Problem statement →
Retype the data below word for word, keeping every character, tab, and line break unchanged.

========================================================================

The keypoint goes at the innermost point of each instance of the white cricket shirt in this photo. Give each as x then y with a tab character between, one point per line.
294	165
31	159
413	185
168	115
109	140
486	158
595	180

========================================================================

Answer for this exercise →
The keypoint goes at the innermost point of each instance of the white cricket shirt in this photo. Give each as x then y with a tab character between, one point per line.
294	165
31	159
413	185
168	115
109	140
486	158
595	180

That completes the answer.